**What the exercise asks**
Pull out each line of the material below that contains the word "octopus", and copy those lines unchanged.

**Stored rows**
+ + + + +

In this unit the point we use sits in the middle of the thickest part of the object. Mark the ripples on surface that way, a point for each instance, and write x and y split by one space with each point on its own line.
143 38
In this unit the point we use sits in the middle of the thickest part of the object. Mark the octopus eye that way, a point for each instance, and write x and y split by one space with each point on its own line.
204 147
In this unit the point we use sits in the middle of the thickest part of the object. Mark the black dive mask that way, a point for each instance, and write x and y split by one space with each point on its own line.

+ + + + +

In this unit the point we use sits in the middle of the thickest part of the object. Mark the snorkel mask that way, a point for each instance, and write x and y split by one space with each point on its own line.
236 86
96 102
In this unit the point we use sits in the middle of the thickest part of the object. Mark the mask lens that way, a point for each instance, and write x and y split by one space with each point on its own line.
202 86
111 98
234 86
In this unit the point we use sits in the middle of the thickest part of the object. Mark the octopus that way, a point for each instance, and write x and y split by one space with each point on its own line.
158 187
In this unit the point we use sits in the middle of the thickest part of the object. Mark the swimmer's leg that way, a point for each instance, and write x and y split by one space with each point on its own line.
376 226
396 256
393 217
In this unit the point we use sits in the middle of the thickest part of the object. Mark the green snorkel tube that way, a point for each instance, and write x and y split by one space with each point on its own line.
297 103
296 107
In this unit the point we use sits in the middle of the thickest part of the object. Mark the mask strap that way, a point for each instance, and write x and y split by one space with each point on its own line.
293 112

+ + + + +

**The output**
In this unit the point we use sits in the middle of the thickest part of the object. Mark the octopus eye that way, a point for each instance, and write x and y split by one space with each point on its own line.
In this unit the point we use sits in the middle of the thickest part of the object. Mark the octopus that way, a point for each instance, and write x and y split by one space with each point on its own line.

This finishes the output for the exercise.